▶ [Exercise objective] Reproduce the records below word for word, starting at the line containing "Task: in the photo above, where can the metal" and continuing through the last line of the records.

▶ [Given data]
---+---

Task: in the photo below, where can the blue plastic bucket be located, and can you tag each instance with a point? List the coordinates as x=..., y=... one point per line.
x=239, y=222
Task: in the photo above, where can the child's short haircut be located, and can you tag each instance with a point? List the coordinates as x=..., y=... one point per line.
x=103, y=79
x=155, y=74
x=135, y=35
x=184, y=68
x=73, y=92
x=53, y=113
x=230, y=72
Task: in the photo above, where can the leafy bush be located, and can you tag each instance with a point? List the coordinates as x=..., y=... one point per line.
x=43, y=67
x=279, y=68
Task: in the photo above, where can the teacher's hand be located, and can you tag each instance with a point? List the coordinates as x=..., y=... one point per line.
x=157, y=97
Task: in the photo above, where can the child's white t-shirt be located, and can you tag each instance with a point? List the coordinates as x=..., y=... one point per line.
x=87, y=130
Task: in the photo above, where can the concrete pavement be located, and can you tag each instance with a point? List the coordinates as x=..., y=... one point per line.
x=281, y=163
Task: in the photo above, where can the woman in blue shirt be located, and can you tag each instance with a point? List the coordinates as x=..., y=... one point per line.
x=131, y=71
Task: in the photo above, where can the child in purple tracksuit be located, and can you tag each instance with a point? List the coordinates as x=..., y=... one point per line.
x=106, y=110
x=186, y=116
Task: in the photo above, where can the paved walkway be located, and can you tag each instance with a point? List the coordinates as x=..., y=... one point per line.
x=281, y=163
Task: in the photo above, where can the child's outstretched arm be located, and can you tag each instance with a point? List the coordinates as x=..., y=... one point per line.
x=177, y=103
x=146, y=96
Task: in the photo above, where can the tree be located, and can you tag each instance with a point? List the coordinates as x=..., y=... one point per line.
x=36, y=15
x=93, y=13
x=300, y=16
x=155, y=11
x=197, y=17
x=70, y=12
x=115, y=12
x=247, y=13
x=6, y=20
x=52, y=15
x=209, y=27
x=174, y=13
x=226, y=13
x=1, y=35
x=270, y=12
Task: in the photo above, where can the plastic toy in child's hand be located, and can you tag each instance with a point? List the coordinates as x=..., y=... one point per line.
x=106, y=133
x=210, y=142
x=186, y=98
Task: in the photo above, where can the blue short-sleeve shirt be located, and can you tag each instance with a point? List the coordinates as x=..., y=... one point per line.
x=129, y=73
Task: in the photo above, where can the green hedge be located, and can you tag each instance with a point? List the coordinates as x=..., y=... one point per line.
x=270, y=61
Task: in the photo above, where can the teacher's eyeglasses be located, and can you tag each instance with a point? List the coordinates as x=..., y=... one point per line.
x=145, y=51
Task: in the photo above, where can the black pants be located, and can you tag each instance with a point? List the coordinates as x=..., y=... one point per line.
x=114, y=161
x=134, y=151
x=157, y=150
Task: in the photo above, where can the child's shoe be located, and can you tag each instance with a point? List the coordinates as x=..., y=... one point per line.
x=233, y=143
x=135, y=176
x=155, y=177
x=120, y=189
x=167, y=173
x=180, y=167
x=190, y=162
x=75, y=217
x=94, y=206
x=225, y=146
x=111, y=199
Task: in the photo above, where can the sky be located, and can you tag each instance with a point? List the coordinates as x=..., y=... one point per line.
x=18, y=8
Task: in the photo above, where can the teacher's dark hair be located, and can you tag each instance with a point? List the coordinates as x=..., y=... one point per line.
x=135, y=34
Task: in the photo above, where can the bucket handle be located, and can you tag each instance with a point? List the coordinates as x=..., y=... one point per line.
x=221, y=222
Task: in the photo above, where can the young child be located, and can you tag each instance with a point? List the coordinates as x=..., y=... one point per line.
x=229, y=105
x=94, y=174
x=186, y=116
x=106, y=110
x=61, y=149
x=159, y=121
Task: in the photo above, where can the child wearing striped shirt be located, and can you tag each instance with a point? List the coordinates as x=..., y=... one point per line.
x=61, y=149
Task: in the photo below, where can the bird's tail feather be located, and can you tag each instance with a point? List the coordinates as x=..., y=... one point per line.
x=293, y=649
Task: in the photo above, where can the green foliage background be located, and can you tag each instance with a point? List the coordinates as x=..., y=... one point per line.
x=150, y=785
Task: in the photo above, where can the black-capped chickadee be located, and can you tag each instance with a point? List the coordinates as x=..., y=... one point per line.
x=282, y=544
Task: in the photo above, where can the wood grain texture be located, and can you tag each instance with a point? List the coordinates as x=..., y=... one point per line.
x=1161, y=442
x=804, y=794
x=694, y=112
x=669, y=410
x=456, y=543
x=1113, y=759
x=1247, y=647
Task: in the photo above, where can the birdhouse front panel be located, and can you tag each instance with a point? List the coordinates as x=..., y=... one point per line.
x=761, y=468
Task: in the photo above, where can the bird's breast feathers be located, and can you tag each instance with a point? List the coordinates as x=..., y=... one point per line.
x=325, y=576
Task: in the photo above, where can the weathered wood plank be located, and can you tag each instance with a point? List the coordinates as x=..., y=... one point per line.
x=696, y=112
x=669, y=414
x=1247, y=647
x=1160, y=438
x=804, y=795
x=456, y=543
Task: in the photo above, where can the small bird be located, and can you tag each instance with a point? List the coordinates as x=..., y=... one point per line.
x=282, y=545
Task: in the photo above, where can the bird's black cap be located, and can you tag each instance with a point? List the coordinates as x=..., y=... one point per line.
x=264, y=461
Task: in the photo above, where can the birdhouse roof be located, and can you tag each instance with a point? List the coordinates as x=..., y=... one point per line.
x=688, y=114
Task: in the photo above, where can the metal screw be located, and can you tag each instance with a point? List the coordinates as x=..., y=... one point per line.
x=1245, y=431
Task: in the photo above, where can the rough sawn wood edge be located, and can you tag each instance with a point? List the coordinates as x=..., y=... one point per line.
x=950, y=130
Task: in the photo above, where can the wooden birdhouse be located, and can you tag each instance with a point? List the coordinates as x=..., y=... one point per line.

---+---

▶ [Result]
Task: in the photo above, where can the metal screw be located, and can you tag each instance with a point? List the coordinates as x=..., y=... one point per line.
x=1245, y=431
Task: in the photo above, where can the rough sawn wood edge be located, and can you tag each instance with a point? List the coordinates as x=..., y=... one point per line.
x=950, y=130
Task: in the photo above, where can the wooden birdhouse be located, and can you tag each instance with a point? List the coordinates as x=..., y=... one point per line.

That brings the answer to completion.